TASK REQUIREMENTS ->
From the first line to the last, restate the data exactly, leaving out the images.

MATERIAL FOR THIS TASK ->
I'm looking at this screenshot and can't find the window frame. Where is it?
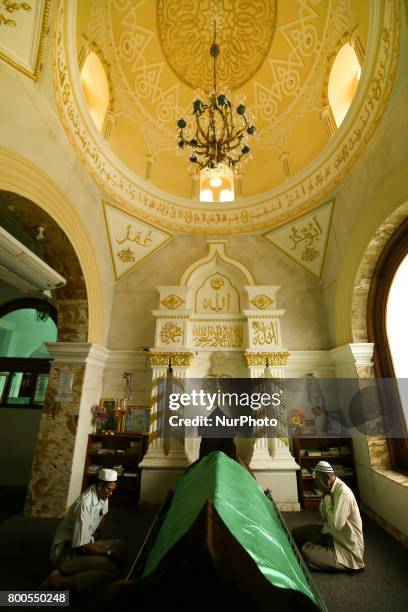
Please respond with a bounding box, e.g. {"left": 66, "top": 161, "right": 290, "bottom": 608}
{"left": 367, "top": 217, "right": 408, "bottom": 473}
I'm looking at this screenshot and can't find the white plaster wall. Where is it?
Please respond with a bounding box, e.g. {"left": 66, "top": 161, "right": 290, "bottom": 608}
{"left": 322, "top": 8, "right": 408, "bottom": 346}
{"left": 108, "top": 234, "right": 331, "bottom": 351}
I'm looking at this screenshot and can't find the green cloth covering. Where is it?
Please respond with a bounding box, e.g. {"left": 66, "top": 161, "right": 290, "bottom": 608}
{"left": 142, "top": 452, "right": 319, "bottom": 607}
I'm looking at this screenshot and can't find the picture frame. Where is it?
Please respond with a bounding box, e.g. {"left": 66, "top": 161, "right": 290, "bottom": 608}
{"left": 99, "top": 397, "right": 118, "bottom": 431}
{"left": 124, "top": 405, "right": 150, "bottom": 433}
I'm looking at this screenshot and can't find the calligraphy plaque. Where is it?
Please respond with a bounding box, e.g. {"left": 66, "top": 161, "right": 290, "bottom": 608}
{"left": 195, "top": 273, "right": 240, "bottom": 314}
{"left": 263, "top": 200, "right": 334, "bottom": 279}
{"left": 192, "top": 321, "right": 243, "bottom": 350}
{"left": 103, "top": 201, "right": 172, "bottom": 279}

SOLUTION ->
I'm looking at this screenshot and can't find the window frame. Where is it?
Please respond with a bounding box, e.g. {"left": 66, "top": 161, "right": 290, "bottom": 608}
{"left": 367, "top": 217, "right": 408, "bottom": 473}
I'm looking at this screenshot and can't find the white plaster wall. Where is it?
Please respond with a bounding box, e.g. {"left": 66, "top": 161, "right": 290, "bottom": 608}
{"left": 322, "top": 8, "right": 408, "bottom": 346}
{"left": 108, "top": 234, "right": 331, "bottom": 351}
I'm looking at this screenshot and can't find the green cloth covering. Where is it?
Please respond with a bounding box, e.g. {"left": 66, "top": 161, "right": 290, "bottom": 608}
{"left": 142, "top": 452, "right": 319, "bottom": 607}
I'm looking at this screenshot and can't find the picture frame. Where is it?
Please respond with a bounding box, e.g. {"left": 66, "top": 161, "right": 290, "bottom": 608}
{"left": 99, "top": 397, "right": 118, "bottom": 431}
{"left": 124, "top": 405, "right": 150, "bottom": 433}
I'm looking at this screenshot and can't find the calligraphy plaque. Where is it?
Please respond with a bounding box, e.g. {"left": 66, "top": 161, "right": 290, "bottom": 608}
{"left": 195, "top": 273, "right": 240, "bottom": 314}
{"left": 263, "top": 200, "right": 334, "bottom": 279}
{"left": 192, "top": 321, "right": 243, "bottom": 350}
{"left": 103, "top": 201, "right": 172, "bottom": 279}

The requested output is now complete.